### SELECTED TEXT
1 bunch fresh coriander (cilantro), leaves picked from stems, and chopped

2 cups white rice


Cook the beans in a heavy stockpot in enough water to cover about an inch  above the beans with the bay leaves, smashed garlic cloves, and spices until they are soft (about two hours).  If more water is needed, add additional water. When the beans are soft you may still have some soupy cooking liquid; don’t discard this. Renata says it adds flavour to the beans.

Sauté the remaining garlic, onion, pepper, and jalapeno (if using) in the olive oil until the onions are transparent. Stir into your beans along with the orange and pineapple juice and salt to taste (one to two teaspoons), and simmer for an additional one to two hours (uncovered) or longer, to allow the flavours to develop.

While your beans are bubbling away, cook two cups of rice. Taste and adjust seasonings. To mix, toss the beans with the rice in a shallow tray. Stir in lime juice before serving and garnish with fresh chopped cilantro. Or you can serve the red beans over the rice, like Renata does.

Makes 8-10 servings as a main dish.

21 thoughts on “Renata’s Red Beans and Rice

  1. I love red beans and rice! One of my all time favorite comfort foods. I’m pretty quick to toss a ham hock into the mix myself, so I’ll have to give this recipe a go, which would please my daughters who are both vegetarians now.

  2. That’s the kind of food I adore, hearty, homecooked, one-pot dishes, none of that little dot of pea puree or foam. Sounds delicious, though at first glance I must say this sounds quite sweet to me what with both pineapple and orange juice but sounds liek it would be great alongside savoury foods as a contrast!

    • Actually, it’s not really sweet at all — the orange juice isn’t really sweet, and it uses so little pineapple compared to the quantities of beans and garlic that it just acts as a tenderizer (one of pineapple’s enzymatic properties).

      • there isn’t any meat in this, you mean pineapple will help to tenderise the beans? very interesting! will give that a go the next time I make a bean stew!

### DATA TO EXAMINE
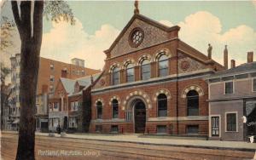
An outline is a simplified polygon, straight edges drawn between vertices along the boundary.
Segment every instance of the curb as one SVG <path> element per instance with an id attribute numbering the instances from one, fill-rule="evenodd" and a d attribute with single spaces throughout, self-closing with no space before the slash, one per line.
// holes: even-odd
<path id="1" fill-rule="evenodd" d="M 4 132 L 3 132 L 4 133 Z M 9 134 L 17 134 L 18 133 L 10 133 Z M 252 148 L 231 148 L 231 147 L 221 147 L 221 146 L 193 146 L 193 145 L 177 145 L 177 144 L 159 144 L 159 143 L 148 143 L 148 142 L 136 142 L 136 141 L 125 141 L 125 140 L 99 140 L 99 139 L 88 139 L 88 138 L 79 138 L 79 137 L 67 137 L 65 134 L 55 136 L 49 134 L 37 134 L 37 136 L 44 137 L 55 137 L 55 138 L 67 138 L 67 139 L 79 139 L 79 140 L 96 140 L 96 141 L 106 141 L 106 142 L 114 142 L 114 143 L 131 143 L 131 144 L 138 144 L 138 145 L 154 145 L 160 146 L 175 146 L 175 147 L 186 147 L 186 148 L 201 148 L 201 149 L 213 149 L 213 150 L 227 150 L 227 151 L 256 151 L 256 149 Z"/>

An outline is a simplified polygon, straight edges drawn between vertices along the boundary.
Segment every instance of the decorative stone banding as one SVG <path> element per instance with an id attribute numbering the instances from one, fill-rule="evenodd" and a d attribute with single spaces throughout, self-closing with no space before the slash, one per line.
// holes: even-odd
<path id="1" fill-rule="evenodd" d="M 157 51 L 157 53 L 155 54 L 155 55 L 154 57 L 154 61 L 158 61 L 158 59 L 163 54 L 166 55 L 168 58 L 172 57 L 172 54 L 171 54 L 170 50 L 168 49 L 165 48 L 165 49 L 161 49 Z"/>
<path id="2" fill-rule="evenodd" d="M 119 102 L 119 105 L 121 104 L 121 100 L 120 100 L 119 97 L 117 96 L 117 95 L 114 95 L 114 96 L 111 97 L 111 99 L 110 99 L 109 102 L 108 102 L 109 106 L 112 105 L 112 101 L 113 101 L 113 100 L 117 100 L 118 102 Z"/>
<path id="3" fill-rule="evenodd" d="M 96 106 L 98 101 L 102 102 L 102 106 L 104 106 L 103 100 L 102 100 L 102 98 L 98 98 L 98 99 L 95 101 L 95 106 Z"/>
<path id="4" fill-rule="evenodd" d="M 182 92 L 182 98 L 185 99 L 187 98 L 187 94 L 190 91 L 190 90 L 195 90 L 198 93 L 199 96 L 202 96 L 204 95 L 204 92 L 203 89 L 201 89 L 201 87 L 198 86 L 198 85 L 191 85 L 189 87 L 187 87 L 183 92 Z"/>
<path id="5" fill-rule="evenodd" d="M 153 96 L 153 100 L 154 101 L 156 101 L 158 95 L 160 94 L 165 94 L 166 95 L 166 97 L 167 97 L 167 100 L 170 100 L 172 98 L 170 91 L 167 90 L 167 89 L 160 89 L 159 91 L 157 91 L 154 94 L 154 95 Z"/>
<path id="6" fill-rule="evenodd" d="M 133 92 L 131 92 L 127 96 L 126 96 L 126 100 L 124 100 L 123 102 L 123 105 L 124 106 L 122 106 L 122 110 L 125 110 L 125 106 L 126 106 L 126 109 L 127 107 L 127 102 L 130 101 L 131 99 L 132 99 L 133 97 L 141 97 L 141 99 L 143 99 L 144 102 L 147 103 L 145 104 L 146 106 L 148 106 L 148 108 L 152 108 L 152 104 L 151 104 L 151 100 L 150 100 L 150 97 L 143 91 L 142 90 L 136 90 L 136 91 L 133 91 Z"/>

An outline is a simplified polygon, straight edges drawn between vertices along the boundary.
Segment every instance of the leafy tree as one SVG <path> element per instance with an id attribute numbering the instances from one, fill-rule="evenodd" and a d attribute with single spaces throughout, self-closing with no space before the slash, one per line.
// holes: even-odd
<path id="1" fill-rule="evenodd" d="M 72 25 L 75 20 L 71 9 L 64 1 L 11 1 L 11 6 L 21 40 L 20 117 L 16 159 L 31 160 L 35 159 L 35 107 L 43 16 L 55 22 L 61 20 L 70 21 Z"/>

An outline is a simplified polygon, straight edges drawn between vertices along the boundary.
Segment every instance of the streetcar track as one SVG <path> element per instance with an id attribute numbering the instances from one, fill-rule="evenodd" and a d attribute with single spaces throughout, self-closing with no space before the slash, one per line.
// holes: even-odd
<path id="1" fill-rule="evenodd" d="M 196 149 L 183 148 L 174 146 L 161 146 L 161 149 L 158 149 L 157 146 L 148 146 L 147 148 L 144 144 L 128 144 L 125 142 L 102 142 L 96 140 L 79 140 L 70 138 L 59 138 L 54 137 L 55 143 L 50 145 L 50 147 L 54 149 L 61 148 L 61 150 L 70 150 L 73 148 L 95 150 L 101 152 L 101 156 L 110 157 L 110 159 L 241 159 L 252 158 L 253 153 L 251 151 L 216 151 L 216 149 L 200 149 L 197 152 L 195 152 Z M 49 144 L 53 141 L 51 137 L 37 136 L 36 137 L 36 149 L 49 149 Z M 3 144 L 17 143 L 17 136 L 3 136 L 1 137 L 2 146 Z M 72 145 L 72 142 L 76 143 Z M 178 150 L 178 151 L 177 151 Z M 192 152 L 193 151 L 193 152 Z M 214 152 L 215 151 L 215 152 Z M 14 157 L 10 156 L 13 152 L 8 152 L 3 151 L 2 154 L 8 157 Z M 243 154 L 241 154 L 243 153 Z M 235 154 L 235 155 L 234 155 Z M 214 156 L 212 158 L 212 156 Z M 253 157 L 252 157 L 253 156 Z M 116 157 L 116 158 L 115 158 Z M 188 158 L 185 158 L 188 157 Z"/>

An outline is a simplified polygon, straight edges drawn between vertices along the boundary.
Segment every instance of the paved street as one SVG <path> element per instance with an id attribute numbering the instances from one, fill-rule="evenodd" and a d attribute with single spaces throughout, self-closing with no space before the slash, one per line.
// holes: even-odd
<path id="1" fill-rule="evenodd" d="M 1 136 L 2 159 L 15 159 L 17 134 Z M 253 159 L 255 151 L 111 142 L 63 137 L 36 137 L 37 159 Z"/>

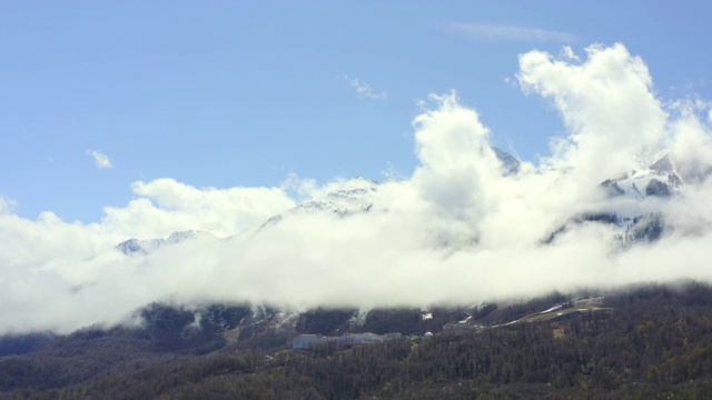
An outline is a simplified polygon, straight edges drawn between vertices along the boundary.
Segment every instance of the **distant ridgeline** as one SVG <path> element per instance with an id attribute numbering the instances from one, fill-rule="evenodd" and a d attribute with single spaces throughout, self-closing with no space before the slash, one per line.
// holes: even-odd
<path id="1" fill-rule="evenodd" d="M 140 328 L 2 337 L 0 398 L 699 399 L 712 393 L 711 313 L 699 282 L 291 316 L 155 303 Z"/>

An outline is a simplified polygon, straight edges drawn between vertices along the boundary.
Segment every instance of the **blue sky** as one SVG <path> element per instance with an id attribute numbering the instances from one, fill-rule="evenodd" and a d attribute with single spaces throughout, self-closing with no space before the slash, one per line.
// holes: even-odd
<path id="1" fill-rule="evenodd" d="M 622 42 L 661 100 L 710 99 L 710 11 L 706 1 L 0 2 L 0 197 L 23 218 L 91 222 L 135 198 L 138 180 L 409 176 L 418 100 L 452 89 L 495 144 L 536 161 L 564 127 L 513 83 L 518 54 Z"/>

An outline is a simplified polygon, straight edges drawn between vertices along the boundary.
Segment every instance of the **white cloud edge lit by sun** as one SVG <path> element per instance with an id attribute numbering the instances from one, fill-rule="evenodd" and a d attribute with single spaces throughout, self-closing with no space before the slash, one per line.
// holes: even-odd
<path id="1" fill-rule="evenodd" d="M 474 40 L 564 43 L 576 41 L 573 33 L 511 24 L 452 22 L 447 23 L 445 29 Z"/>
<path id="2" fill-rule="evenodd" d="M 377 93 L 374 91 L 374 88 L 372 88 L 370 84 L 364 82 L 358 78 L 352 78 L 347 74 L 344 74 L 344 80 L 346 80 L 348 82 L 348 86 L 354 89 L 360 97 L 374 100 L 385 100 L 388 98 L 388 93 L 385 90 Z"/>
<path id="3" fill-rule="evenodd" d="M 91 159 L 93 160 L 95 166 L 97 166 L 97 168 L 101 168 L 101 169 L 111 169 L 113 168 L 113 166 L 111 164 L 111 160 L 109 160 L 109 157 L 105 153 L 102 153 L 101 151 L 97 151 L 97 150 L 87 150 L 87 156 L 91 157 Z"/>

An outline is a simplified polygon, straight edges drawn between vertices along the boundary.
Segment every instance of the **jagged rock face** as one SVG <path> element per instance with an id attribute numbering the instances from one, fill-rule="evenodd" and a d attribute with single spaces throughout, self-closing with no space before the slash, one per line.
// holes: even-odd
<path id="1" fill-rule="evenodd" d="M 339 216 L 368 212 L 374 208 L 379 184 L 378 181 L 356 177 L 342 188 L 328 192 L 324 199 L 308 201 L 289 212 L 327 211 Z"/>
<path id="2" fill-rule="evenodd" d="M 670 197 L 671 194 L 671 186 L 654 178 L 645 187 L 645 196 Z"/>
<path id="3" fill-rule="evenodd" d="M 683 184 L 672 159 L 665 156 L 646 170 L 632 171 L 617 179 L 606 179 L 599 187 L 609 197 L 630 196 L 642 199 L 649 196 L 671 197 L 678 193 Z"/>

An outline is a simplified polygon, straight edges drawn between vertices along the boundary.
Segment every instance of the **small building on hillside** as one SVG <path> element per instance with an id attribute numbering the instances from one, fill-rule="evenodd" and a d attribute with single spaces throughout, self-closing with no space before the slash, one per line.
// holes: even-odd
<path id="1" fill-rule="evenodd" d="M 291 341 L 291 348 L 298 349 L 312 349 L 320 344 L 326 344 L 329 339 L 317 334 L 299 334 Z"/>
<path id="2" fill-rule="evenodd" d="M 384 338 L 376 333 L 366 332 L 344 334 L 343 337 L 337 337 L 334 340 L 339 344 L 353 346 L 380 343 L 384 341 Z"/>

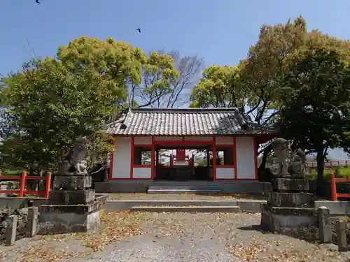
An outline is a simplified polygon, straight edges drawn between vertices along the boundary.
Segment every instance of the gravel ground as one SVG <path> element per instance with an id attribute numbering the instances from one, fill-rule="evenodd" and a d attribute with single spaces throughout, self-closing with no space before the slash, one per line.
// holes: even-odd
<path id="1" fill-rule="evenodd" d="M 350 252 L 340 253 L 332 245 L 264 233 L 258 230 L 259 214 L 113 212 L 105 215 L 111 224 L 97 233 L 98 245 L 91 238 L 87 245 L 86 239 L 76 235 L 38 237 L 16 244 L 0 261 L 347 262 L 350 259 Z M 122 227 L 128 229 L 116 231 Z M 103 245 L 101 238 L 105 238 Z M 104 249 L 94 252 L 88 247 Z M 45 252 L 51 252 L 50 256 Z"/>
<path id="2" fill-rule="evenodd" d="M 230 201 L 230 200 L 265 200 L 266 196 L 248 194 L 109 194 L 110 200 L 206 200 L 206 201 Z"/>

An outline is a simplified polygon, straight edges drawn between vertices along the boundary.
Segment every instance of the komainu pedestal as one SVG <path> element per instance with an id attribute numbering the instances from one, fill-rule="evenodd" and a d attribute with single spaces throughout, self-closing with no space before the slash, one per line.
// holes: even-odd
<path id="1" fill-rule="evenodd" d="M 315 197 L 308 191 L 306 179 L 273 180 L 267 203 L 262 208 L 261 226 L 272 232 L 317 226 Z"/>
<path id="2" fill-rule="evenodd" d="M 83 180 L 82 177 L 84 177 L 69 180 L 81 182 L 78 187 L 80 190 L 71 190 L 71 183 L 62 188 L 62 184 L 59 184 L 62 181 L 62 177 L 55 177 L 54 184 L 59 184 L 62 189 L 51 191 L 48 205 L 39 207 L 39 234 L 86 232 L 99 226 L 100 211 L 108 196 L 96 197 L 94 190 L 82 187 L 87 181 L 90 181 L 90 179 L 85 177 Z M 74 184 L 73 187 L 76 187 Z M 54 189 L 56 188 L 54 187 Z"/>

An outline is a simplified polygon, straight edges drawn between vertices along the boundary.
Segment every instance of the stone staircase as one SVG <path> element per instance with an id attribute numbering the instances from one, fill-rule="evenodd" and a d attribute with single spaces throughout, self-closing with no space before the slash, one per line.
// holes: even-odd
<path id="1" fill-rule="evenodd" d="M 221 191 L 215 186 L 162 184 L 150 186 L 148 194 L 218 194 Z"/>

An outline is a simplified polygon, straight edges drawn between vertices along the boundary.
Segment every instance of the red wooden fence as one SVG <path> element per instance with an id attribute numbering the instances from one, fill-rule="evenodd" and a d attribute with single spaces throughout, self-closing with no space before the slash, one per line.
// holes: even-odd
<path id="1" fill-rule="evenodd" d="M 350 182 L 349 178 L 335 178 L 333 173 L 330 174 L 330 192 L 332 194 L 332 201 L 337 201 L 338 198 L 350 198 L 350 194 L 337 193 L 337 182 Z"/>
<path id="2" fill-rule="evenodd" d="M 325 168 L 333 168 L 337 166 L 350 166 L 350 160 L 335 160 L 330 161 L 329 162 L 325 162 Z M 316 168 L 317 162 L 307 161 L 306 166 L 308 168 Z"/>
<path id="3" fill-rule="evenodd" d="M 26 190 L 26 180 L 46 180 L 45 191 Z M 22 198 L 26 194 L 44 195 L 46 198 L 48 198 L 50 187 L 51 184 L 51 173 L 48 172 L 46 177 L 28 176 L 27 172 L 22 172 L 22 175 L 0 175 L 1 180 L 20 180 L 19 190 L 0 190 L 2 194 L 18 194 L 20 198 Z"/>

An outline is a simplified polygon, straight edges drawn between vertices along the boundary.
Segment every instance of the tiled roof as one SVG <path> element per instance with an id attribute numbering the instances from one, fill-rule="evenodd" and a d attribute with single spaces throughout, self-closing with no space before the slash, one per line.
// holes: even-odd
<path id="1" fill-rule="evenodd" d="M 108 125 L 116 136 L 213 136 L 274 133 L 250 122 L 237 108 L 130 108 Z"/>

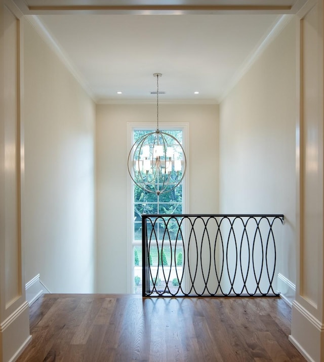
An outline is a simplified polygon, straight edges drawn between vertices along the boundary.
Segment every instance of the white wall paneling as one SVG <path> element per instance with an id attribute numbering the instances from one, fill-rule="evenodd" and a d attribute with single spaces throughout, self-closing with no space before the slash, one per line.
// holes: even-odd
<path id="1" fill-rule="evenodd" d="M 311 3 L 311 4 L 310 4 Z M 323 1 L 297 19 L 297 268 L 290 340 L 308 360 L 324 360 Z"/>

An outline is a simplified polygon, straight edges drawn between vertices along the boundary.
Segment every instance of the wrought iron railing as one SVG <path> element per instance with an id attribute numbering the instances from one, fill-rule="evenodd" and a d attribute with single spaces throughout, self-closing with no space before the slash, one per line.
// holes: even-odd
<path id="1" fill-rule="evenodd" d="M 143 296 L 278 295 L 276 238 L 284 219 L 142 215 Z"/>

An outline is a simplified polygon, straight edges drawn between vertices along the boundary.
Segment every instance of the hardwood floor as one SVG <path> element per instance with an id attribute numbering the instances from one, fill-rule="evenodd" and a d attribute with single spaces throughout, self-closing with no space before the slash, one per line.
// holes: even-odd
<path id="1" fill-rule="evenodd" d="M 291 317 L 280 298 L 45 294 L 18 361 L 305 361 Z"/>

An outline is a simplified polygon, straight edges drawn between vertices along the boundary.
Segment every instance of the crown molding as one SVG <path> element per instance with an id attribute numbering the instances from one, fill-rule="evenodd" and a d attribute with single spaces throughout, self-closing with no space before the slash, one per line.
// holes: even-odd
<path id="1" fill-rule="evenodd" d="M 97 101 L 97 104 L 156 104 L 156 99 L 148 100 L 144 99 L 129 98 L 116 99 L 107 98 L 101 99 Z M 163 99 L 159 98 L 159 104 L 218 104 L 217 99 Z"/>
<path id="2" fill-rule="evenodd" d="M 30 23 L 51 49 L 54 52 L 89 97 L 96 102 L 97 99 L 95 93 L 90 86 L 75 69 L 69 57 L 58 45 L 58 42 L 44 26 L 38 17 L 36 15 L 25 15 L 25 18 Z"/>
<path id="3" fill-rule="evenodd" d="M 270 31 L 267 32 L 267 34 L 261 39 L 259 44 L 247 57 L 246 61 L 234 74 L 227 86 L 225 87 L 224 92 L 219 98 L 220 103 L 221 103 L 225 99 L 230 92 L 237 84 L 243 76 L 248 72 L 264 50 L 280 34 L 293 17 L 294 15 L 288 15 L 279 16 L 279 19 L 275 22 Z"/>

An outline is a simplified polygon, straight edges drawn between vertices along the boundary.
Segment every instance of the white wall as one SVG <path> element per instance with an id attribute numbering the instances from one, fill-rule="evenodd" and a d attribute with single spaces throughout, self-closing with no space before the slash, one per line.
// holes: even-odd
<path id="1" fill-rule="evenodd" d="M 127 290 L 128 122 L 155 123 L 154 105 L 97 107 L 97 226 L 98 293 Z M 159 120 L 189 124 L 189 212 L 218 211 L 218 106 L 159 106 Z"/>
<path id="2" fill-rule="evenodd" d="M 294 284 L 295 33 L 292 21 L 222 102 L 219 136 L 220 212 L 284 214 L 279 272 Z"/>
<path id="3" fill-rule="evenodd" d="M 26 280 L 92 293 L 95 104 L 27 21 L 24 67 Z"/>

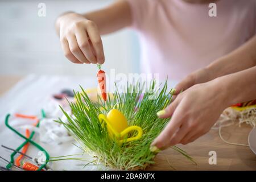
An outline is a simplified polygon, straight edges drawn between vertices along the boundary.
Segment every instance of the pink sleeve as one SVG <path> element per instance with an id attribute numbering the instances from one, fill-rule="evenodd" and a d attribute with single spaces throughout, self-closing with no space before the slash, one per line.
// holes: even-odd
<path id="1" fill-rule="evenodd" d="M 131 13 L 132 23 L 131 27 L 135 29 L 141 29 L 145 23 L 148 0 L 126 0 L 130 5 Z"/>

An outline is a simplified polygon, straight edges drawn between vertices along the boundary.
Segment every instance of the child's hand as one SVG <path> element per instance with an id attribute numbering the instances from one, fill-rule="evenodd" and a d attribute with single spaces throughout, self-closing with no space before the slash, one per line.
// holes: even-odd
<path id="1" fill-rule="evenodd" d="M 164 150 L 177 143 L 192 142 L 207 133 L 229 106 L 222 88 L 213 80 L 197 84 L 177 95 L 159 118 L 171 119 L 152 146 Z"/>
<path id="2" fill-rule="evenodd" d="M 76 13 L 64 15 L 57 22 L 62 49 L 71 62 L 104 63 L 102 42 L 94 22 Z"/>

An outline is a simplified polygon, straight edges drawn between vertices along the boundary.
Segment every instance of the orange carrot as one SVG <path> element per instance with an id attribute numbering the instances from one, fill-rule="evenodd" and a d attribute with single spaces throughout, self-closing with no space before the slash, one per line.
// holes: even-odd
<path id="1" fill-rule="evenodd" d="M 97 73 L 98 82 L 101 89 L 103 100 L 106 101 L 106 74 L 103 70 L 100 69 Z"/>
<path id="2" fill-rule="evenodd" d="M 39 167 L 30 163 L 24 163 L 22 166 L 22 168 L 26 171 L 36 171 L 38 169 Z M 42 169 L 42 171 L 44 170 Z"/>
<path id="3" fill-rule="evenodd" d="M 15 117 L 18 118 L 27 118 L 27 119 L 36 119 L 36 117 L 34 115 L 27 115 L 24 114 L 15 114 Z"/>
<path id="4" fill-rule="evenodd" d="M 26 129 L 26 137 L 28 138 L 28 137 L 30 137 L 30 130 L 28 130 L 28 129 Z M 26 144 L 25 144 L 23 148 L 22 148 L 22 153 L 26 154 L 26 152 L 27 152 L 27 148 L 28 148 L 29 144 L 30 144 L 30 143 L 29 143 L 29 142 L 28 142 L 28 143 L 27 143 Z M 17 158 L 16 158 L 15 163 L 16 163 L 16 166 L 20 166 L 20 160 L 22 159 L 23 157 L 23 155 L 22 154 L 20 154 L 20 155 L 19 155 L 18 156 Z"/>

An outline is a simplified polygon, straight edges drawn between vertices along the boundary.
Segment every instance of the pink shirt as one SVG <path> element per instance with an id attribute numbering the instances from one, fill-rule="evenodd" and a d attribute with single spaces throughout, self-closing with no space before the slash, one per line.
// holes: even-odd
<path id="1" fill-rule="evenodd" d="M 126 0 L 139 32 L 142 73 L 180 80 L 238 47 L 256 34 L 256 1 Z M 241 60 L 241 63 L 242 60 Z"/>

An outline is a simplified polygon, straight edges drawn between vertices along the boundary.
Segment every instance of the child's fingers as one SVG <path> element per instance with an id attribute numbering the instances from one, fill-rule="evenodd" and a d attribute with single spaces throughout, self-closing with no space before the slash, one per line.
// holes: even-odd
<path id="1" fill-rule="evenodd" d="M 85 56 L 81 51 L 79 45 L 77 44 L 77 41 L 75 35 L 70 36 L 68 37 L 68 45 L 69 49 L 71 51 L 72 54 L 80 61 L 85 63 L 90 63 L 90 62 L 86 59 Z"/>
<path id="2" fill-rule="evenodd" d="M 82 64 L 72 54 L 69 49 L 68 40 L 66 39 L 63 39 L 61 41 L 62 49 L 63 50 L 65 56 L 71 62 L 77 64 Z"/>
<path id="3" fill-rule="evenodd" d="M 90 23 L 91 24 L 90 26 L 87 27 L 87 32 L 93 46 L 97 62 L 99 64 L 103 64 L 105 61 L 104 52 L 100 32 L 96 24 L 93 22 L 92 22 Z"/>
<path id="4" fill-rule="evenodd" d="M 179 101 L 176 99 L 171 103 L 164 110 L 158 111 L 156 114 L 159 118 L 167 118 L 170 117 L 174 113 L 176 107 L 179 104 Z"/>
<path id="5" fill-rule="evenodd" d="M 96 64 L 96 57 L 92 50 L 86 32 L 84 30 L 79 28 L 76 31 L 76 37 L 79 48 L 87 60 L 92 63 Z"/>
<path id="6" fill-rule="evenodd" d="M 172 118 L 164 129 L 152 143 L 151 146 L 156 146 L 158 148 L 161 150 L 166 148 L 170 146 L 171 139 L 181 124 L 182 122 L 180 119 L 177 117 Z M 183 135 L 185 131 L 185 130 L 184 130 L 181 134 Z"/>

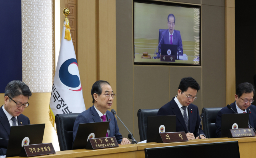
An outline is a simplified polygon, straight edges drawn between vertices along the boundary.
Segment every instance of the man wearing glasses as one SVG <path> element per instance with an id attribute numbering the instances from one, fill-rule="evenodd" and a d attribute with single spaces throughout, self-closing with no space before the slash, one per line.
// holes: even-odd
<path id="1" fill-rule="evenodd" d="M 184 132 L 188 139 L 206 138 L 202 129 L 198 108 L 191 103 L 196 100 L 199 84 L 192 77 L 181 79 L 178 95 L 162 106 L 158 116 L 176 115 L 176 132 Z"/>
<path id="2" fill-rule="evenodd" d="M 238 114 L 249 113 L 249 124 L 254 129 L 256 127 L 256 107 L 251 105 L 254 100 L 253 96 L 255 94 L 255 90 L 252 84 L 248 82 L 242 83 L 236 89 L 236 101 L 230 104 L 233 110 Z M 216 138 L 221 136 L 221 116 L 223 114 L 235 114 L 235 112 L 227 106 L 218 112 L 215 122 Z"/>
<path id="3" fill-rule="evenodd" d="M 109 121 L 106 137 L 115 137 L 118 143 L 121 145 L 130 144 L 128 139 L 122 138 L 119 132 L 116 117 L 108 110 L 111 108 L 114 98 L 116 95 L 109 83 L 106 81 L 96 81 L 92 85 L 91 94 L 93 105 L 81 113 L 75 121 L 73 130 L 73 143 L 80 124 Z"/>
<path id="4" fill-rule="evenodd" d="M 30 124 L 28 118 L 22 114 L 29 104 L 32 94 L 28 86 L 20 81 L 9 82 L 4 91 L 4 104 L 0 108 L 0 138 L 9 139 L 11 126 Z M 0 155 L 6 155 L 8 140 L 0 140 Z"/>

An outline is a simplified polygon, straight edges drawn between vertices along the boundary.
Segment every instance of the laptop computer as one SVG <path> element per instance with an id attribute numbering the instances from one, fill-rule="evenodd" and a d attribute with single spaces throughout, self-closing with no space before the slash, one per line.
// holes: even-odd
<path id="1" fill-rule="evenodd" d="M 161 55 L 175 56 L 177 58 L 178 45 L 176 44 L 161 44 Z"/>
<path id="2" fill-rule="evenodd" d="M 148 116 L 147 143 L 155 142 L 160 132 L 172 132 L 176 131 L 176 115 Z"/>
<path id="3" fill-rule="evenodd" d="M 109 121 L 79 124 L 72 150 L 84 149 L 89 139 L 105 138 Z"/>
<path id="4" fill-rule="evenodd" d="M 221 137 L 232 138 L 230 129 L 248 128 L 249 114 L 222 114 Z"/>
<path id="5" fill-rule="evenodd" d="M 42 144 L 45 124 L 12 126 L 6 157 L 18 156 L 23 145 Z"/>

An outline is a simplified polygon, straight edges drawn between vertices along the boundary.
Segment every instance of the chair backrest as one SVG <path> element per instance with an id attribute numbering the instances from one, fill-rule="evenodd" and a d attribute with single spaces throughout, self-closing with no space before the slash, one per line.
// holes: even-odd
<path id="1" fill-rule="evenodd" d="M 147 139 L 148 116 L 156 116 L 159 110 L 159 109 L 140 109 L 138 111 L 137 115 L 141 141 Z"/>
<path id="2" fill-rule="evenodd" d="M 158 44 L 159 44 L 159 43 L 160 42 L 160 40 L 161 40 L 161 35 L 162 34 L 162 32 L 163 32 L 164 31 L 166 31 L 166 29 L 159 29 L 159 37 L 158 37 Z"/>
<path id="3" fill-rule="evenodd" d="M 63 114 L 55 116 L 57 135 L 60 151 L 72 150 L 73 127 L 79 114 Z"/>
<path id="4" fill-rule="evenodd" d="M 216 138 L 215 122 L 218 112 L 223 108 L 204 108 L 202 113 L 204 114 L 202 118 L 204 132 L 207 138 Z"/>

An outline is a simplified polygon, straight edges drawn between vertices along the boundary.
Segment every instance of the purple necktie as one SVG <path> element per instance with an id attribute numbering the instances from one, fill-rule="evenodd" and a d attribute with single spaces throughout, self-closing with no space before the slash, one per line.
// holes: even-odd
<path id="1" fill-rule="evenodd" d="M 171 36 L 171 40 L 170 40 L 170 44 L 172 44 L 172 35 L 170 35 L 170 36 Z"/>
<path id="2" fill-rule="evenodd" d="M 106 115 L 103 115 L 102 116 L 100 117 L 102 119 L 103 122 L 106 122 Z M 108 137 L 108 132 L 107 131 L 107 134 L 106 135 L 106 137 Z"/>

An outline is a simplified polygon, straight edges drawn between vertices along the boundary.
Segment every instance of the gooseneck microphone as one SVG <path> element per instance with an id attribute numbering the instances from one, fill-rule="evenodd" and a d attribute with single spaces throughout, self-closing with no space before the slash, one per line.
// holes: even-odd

### EXERCISE AIM
Reproduce the passage of the red beans and rice recipe above, from "2 cups white" up to and including "to the beans.".

### ANSWER
2 cups white rice


Cook the beans in a heavy stockpot in enough water to cover about an inch  above the beans with the bay leaves, smashed garlic cloves, and spices until they are soft (about two hours).  If more water is needed, add additional water. When the beans are soft you may still have some soupy cooking liquid; don’t discard this. Renata says it adds flavour to the beans.